Verilen metin:

- - - - -

Erdoğan’ın iç politika eksenli NATO’da yarattığı krizde en ilginç tutum CHP’nin başını çektiği muhalefetten geldi. Muhalefet Erdoğan ve Bahçeli’yle milliyetçilik yarışına girdi. Erdoğan, İsveç ve Finlandiya’ya ben Türkiye’de Kürtler üzerinde nasıl bir politika uyguluyorsam, siz de aynısını uygulamalısınız derken, muhalefet ise Erdoğan’ı sen bunu İsveç ve Finlandiya’ya kabul ettiremedin, diye suçluyor. Türkiye’de yargı siyasete alet ediliyor diyenler İsveç ve Finlandiya’da yargının siyasete alet edilmesini savunuyorlar. AKP ve MHP’yle milliyetçilik yarışına girerek çok seviyesiz bir duruma düşüyorlar. Türkiye’ye demokrasi getireceklerini iddia edenler bunlar mı diye insan kendisine sormadan edemiyor!

- - - - -

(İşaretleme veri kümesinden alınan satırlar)

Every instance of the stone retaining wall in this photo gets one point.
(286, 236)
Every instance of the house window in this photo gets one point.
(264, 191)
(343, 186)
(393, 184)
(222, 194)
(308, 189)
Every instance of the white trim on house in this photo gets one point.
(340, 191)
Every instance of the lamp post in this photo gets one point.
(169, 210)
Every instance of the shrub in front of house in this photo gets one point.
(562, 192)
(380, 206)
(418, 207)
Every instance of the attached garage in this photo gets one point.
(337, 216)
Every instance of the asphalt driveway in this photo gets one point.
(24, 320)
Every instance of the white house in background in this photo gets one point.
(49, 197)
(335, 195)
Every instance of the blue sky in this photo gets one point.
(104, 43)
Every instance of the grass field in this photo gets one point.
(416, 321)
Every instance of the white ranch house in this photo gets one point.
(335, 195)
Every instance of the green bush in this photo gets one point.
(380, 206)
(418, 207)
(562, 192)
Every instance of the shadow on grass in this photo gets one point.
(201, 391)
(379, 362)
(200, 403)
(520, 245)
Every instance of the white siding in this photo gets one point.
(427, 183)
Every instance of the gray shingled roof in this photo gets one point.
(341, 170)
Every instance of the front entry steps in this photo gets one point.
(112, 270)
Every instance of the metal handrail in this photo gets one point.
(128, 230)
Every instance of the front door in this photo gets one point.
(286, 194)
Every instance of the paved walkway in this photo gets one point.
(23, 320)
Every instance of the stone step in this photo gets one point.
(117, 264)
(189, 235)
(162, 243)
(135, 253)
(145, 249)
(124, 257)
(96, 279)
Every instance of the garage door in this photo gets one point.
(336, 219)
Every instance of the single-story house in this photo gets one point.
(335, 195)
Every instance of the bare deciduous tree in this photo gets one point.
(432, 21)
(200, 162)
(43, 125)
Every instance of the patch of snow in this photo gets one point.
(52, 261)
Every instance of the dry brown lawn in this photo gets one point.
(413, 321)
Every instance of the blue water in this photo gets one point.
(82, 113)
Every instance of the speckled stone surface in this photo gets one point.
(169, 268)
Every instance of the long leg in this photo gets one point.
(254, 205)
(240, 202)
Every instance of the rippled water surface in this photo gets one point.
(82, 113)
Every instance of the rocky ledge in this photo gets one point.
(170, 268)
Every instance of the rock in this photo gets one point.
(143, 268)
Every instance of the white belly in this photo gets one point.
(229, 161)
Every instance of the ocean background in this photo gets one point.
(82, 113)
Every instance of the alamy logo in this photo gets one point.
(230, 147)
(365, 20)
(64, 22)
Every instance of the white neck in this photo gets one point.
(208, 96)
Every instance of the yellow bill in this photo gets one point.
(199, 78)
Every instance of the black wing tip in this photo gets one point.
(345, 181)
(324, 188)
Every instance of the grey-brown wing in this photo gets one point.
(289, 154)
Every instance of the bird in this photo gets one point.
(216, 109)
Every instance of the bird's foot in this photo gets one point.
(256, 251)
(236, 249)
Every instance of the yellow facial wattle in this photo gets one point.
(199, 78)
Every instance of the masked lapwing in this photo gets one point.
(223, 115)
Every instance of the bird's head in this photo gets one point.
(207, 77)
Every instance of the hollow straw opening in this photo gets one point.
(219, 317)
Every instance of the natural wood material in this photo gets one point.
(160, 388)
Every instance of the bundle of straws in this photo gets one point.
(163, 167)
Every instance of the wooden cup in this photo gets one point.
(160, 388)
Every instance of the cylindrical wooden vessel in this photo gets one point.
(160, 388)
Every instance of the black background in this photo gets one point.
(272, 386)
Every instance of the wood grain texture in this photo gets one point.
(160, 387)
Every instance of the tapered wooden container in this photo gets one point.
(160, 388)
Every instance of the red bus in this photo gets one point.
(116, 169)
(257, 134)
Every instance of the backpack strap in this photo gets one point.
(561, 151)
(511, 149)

- - - - -

Yapılacak iş: Verilen metnin "Erdoğan’ın iç politika" sözcüklerini içeren yerle başlayıp "kendisine sormadan edemiyor!" ile biten kısmını harfi harfine yeniden yazın. Bu veriler başka bir kaynaktan alınmıştır.

Tamamlanmış yanıt:
Erdoğan’ın iç politika eksenli NATO’da yarattığı krizde en ilginç tutum CHP’nin başını çektiği muhalefetten geldi. Muhalefet Erdoğan ve Bahçeli’yle milliyetçilik yarışına girdi. Erdoğan, İsveç ve Finlandiya’ya ben Türkiye’de Kürtler üzerinde nasıl bir politika uyguluyorsam, siz de aynısını uygulamalısınız derken, muhalefet ise Erdoğan’ı sen bunu İsveç ve Finlandiya’ya kabul ettiremedin, diye suçluyor. Türkiye’de yargı siyasete alet ediliyor diyenler İsveç ve Finlandiya’da yargının siyasete alet edilmesini savunuyorlar. AKP ve MHP’yle milliyetçilik yarışına girerek çok seviyesiz bir duruma düşüyorlar. Türkiye’ye demokrasi getireceklerini iddia edenler bunlar mı diye insan kendisine sormadan edemiyor!